→ JOB
Answer these from the passage on Higashiyama gyomotsu:
(a) Who collected the items the term refers to?
(b) Where does the name "Higashiyama" come from?
(c) What is the collection of the successive Edo bakufu shoguns called?

→ PAGE EXCERPT
============

Higashiyama gyomotsu (東山御物)
Higashiyama gyomotsu (Higashiyama gomotsu) refers to the paintings, chaki (tea utensils), kaki (flower vase), stationery and other items collected by Yoshimasa ASHIKAGA, the eighth seii taishogun (literally, "great general who subdues the eastern barbarians") of the Muromachi bakufu (Japanese feudal government headed by a shogun). The term 'Higashiyama' was taken from the name of the place Higashiyama where Yoshimasa kept a mountain villa. However, the whole collection of the successive shoguns of the Muromachi bakufu is sometimes called 'Higashiyama gyomotsu,' as opposed to the collection of the successive shoguns of the Edo bakufu, which is called 'Ryuei gomotsu' (the works of art for the tea ceremony passed down from the Tokugawa family).

============

→ INFORMATION SHOWN
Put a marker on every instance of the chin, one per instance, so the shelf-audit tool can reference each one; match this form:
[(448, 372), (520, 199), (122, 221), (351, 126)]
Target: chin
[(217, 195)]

============

→ OUTPUT OF THE TASK
(a) Yoshimasa ASHIKAGA, the eighth seii taishogun of the Muromachi bakufu.
(b) From Higashiyama, the place where Yoshimasa kept a mountain villa.
(c) Ryuei gomotsu.